* **Exercício proposto A**
Responda às perguntas abaixo com base no relato sobre o avivamento nas escolas.
(i) Quantas garotas havia na escola feminina?
(ii) Em que horário era a reunião que o diretor pediu ao narrador que assumisse?
(iii) Quantas pessoas, mais ou menos, enchiam a capela em cada reunião?
* **Exercício proposto B**
Diga se cada afirmação abaixo está de acordo com o relato sobre o avivamento nas escolas e cite as palavras do texto que decidem a questão.
(i) As aulas recomeçaram na segunda-feira, depois das férias de verão.
(ii) O Pr. Wong era um dos pastores chineses.
(iii) Na noite de domingo, o grupo orou por cerca de cinco horas.
* **Exercício proposto C**
Continue o relato sobre o avivamento nas escolas a partir da última frase apresentada.
═════ Trecho fornecido ═════
Logo após o batismo de Culpepper, Deus começou a agir na escola
que os missionários mantinham na mesma cidade. A história do que aconteceu está
na continuação do testemunho do próprio Culpepper.
Avivamento nas Escolas
Na noite daquele domingo [um dia após o meu batismo no Espírito],
uns três ou quatro casais reuniram-se em nossa casa, outra vez. Oramos por
aproximadamente duas horas, e o grupo inteiro de 10 a 12 pessoas foi
tremendamente visitado. Todos ficaram cheios de alegria, alegria transbordante
e indizível, cheio de glória. Rimos, choramos, louvamos a Deus por muito tempo.
Estávamos cheios de gozo, mas não sabíamos o que Deus estava para fazer. Ele
estava preparando tudo para um grande avivamento, trabalhando em nossos
corações, não só em Hwanghsien, mas em vários outros lugares ao mesmo tempo.
A missão batista tinha uma escola em Hwanghsien, para alunos de
12 a 18 anos. Havia umas 600 garotas na escola feminina e uns 1000 garotos na
escola masculina. Na segunda-feira, as escolas estavam recomeçando as aulas,
depois das férias de inverno. Embora fosse uma escola missionária, só havia uns
150 garotos e 120 garotas batizados. Os outros eram, quase todos, de famílias
cristãs, mas que ainda não tinham experimentado uma conversão.
Ao chegarem à escola naquela segunda de manhã, os alunos
encontraram um ambiente já fortemente carregado com a presença do Espírito
Santo. Sem que ninguém organizasse nada ou tomasse qualquer iniciativa, os
alunos começaram a sentir forte convicção de pecados. Tomados de surpresa, os
professores nos chamaram, no seminário, para ir até lá e ajudá-los.
Quando cheguei lá, havia quatro ou cinco garotos e o mesmo
número de garotas em salas desocupadas. Sentindo grande convicção de pecados e
chorando, confessaram que haviam mentido aos pais, colado nas provas, roubado
objetos uns dos outros e sido desonestos em outras ocasiões. Ficamos com eles
por algumas horas, até acertarem a vida com Deus e alcançarem a paz.
Pensamos que no dia seguinte tudo voltaria ao normal e que as
aulas começariam para valer. Mas não foi o que aconteceu. O diretor das duas
escolas mandou um recado para mim e para o Pr. Wong (um dos pastores chineses),
dizendo que Deus estava enviando um avivamento e que ele iria cancelar as aulas
por um tempo. Pediu que eu assumisse uma reunião por dia (às 10 horas da manhã)
e o Pr Wong, a outra (às 19 horas).
Os alunos enchiam a capela, mais ou menos 1.500 pessoas, em cada
reunião. Um bom grupo daquelas 200 pessoas que haviam sido visitadas na semana
anterior [veja a parte II desta série] estava presente também. Ficavam em pé,
em volta do auditório, nas paredes.
═════ Material fornecido ═════
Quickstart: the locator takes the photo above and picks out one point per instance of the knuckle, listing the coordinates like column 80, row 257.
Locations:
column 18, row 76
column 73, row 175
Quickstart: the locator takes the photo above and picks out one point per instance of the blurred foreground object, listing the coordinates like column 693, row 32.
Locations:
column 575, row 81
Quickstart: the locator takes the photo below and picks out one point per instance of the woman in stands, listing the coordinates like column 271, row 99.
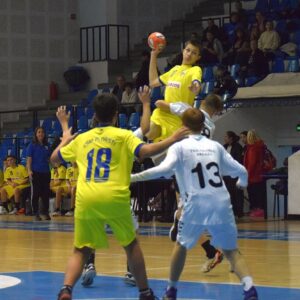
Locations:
column 38, row 154
column 254, row 163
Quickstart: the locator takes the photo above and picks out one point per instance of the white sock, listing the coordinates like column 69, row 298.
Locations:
column 247, row 282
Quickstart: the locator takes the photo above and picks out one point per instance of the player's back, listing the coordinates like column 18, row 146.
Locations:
column 104, row 156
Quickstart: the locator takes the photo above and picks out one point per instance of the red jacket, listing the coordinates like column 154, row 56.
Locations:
column 253, row 161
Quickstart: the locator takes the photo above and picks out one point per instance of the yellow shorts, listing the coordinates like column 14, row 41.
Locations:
column 168, row 122
column 65, row 189
column 91, row 232
column 11, row 190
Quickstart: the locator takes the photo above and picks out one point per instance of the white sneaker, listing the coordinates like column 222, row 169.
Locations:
column 13, row 212
column 56, row 213
column 88, row 276
column 212, row 262
column 3, row 211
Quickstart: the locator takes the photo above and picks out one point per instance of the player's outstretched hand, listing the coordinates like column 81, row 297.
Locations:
column 62, row 115
column 180, row 134
column 195, row 87
column 144, row 94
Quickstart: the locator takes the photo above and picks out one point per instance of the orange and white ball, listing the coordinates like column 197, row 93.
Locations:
column 156, row 40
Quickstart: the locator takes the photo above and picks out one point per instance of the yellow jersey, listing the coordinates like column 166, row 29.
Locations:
column 16, row 174
column 72, row 175
column 177, row 82
column 104, row 156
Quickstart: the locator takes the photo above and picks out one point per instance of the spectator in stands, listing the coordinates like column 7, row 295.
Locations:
column 260, row 21
column 269, row 41
column 257, row 63
column 142, row 77
column 119, row 88
column 212, row 50
column 37, row 164
column 242, row 15
column 129, row 99
column 225, row 83
column 16, row 181
column 253, row 161
column 72, row 176
column 233, row 147
column 238, row 53
column 58, row 186
column 212, row 27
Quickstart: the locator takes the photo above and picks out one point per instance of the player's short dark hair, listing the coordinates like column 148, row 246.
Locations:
column 193, row 119
column 195, row 42
column 106, row 107
column 214, row 101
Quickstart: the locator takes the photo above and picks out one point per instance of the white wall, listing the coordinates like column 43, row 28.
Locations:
column 38, row 42
column 275, row 125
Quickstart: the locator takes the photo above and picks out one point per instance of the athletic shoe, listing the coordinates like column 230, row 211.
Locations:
column 148, row 296
column 3, row 211
column 212, row 262
column 129, row 279
column 65, row 293
column 88, row 276
column 13, row 212
column 174, row 229
column 70, row 213
column 251, row 294
column 170, row 294
column 56, row 213
column 21, row 211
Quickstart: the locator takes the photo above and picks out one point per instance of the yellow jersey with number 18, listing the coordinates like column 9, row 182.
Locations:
column 104, row 156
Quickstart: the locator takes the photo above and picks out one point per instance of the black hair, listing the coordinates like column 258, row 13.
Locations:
column 35, row 140
column 106, row 107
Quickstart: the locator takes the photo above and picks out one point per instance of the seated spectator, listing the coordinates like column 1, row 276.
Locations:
column 212, row 27
column 71, row 177
column 257, row 64
column 119, row 88
column 142, row 77
column 129, row 98
column 16, row 181
column 58, row 186
column 238, row 53
column 269, row 41
column 225, row 83
column 212, row 50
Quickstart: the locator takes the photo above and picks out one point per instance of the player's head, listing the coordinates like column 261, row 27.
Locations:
column 193, row 119
column 106, row 108
column 212, row 104
column 191, row 52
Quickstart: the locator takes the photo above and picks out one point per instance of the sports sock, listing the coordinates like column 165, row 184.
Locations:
column 209, row 249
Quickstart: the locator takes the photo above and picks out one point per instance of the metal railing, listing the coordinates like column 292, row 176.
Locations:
column 104, row 42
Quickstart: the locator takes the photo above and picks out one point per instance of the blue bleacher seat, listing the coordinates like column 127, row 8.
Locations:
column 208, row 74
column 278, row 65
column 293, row 64
column 122, row 120
column 134, row 121
column 82, row 124
column 92, row 94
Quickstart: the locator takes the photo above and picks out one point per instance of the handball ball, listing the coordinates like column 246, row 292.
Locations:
column 156, row 40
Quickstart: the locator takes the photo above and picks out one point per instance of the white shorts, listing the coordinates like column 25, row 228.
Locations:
column 224, row 236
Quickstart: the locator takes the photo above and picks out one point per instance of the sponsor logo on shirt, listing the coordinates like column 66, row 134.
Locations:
column 174, row 84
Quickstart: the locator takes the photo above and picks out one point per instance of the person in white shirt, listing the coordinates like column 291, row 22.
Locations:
column 199, row 164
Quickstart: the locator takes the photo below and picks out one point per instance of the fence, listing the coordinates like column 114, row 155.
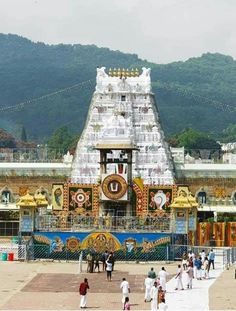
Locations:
column 224, row 256
column 111, row 223
column 11, row 246
column 37, row 154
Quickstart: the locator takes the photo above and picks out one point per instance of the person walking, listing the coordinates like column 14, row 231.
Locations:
column 96, row 262
column 154, row 294
column 109, row 269
column 160, row 295
column 89, row 258
column 198, row 266
column 148, row 283
column 124, row 286
column 179, row 283
column 162, row 305
column 184, row 261
column 152, row 274
column 83, row 288
column 104, row 259
column 206, row 268
column 211, row 258
column 126, row 304
column 202, row 255
column 162, row 275
column 189, row 272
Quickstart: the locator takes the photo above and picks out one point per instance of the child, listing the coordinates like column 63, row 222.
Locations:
column 126, row 304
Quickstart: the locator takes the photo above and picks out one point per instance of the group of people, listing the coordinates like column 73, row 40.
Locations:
column 107, row 259
column 155, row 289
column 155, row 283
column 197, row 267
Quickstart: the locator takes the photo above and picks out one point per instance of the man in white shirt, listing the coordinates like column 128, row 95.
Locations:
column 154, row 295
column 148, row 285
column 125, row 289
column 162, row 275
column 179, row 283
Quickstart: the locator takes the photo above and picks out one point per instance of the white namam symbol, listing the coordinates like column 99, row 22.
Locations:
column 114, row 186
column 80, row 198
column 160, row 199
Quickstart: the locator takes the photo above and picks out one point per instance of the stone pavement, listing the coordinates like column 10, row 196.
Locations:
column 54, row 286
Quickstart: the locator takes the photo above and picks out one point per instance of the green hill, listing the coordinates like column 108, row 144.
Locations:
column 199, row 93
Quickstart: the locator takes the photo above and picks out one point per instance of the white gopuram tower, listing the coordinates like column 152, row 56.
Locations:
column 123, row 145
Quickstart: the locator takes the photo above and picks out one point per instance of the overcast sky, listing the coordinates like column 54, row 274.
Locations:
column 157, row 30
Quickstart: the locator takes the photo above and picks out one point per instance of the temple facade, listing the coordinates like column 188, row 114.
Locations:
column 123, row 176
column 122, row 151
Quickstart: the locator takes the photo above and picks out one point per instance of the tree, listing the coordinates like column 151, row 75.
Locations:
column 61, row 139
column 23, row 134
column 192, row 139
column 229, row 134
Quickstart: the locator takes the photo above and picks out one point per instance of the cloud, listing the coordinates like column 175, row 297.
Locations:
column 157, row 30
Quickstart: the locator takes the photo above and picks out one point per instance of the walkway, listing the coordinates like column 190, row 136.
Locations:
column 54, row 286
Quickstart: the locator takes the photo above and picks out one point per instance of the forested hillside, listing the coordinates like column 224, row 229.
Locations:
column 199, row 93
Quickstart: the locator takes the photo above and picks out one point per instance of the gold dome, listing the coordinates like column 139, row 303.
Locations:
column 41, row 200
column 26, row 201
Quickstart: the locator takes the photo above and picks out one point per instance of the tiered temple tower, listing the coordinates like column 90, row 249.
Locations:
column 122, row 152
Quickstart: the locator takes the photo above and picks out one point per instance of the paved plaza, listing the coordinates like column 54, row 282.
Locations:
column 54, row 286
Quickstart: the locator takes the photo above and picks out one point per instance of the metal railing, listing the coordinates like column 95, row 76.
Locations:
column 112, row 223
column 38, row 154
column 223, row 256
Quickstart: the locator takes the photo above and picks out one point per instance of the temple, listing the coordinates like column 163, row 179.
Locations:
column 124, row 189
column 122, row 143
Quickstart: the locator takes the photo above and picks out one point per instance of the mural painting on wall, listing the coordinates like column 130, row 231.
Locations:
column 219, row 232
column 57, row 196
column 119, row 243
column 80, row 199
column 204, row 233
column 130, row 245
column 220, row 193
column 231, row 234
column 159, row 198
column 23, row 191
column 99, row 242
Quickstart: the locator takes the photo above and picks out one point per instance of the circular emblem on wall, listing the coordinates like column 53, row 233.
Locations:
column 114, row 187
column 73, row 244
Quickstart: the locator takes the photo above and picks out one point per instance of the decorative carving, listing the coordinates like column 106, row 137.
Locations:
column 114, row 187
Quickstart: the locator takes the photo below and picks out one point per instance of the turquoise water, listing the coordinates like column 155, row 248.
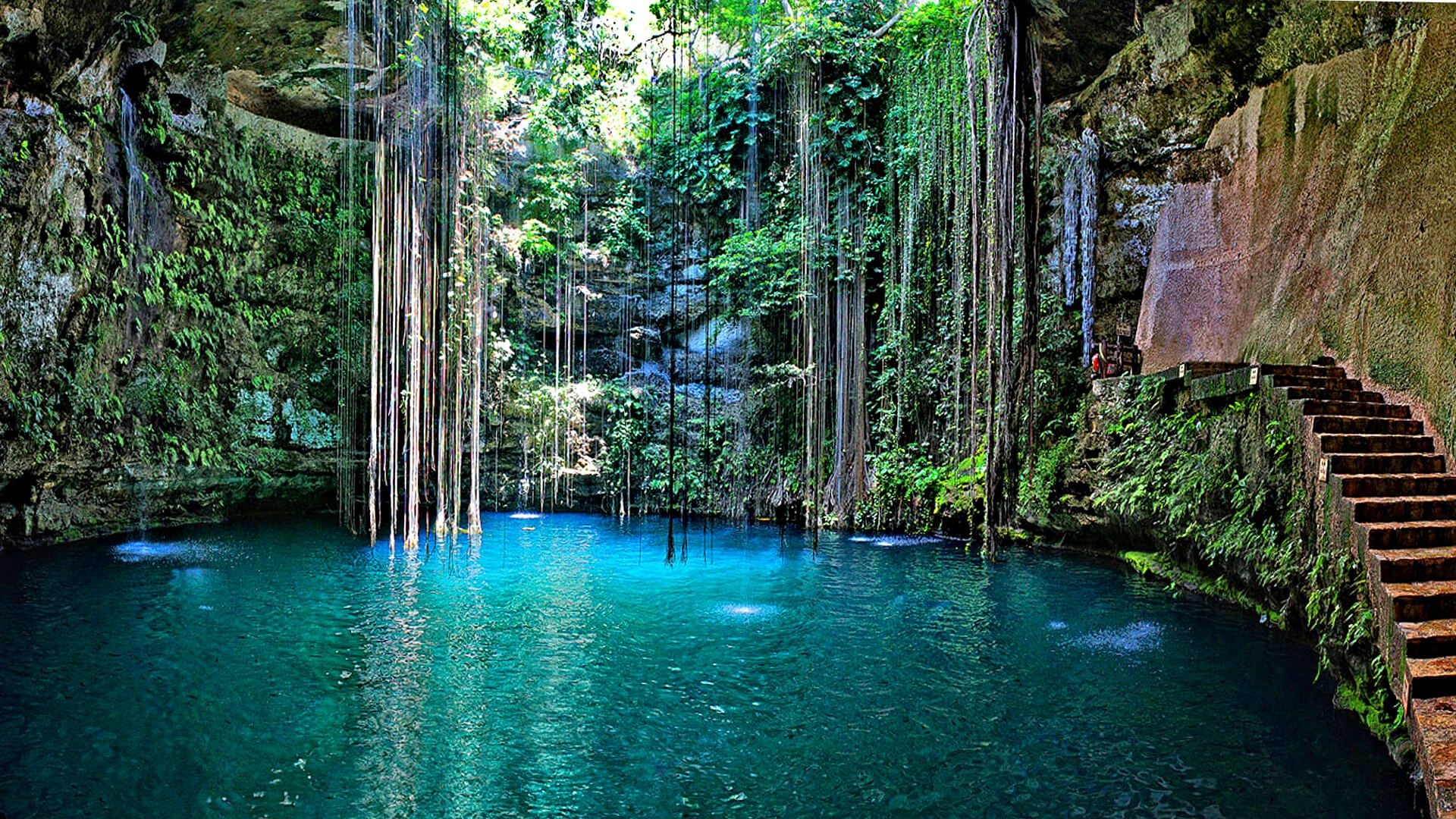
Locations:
═════
* **Resposta do exercício A**
(i) Umas 600 garotas.
(ii) Às 10 horas da manhã.
(iii) Mais ou menos 1.500 pessoas.

* **Resposta do exercício B**
(i) Não: "depois das férias de inverno".
(ii) Sim: "o Pr. Wong (um dos pastores chineses)".
(iii) Não: "Oramos por aproximadamente duas horas".

* **Resposta do exercício C**
Começávamos a reunião, eu lia alguns textos nas Escrituras e
explicava como podiam ser salvos. Mal terminava a explicação, sem esperar o
início dos cânticos, os garotos e as garotas da escola já corriam para frente,
chorando e caindo de joelhos. Aqueles que já haviam encontrado com Deus na
semana anterior vinham e ajoelhavam-se ao lado de cada um, ajudando-os a achar
o caminho da conversão e da paz com Deus. Dezenas de alunos tiveram
experiências com Deus em cada reunião. Ao final de dez dias, cada uma das 600
alunas já estava convertida. Dos 1000 garotos, 900 tiveram experiências de
salvação.
Numa ocasião, no meio da primeira semana, depois de ter pregado
e feito o convite, dezenas de alunos vieram para frente e oramos com cada um.
Estávamos quase prontos para encerrar a reunião quando um dos professores veio
correndo e disse: “Irmão Culpepper, um rapaz, lá no fundo, embaixo da cadeira,
está chamando você”.
Fui até lá e ajoelhei-me ao seu lado. Ele disse: “Sr. Culpepper,
o senhor não me conhece. Sou um ateu, sou comunista. A escola não sabe disso,
ninguém sabe. Mas temos aqui uma célula de uns oito ou dez alunos que também
são comunistas. E estávamos planejando matar o senhor e todos os missionários. Queríamos
queimar as igrejas, exterminar o cristianismo. Hoje ouvi falar sobre esse
avivamento. Falei: ‘Não existe nenhum Deus e não existe nenhum fenômeno que
possa ser chamado de avivamento. Aquele missionário está hipnotizando as
pessoas, e eu vou lá esta noite para impedi-lo’. Cheguei aqui e ouvi o senhor
pregar, vi as pessoas indo para frente, confessando os pecados e chorando.
Então eu disse: ‘Vou calar esse homem agora!’. Comecei a levantar-me do meu
lugar, mas nem cheguei a ficar totalmente em pé quando algo me atingiu bem no
coração. Sei que foi Deus que me derrubou e me jogou aqui embaixo desta
cadeira. Agora aqui estou e quero lhe dizer, sr. Culpepper, que o senhor está
certo e eu estou errado.”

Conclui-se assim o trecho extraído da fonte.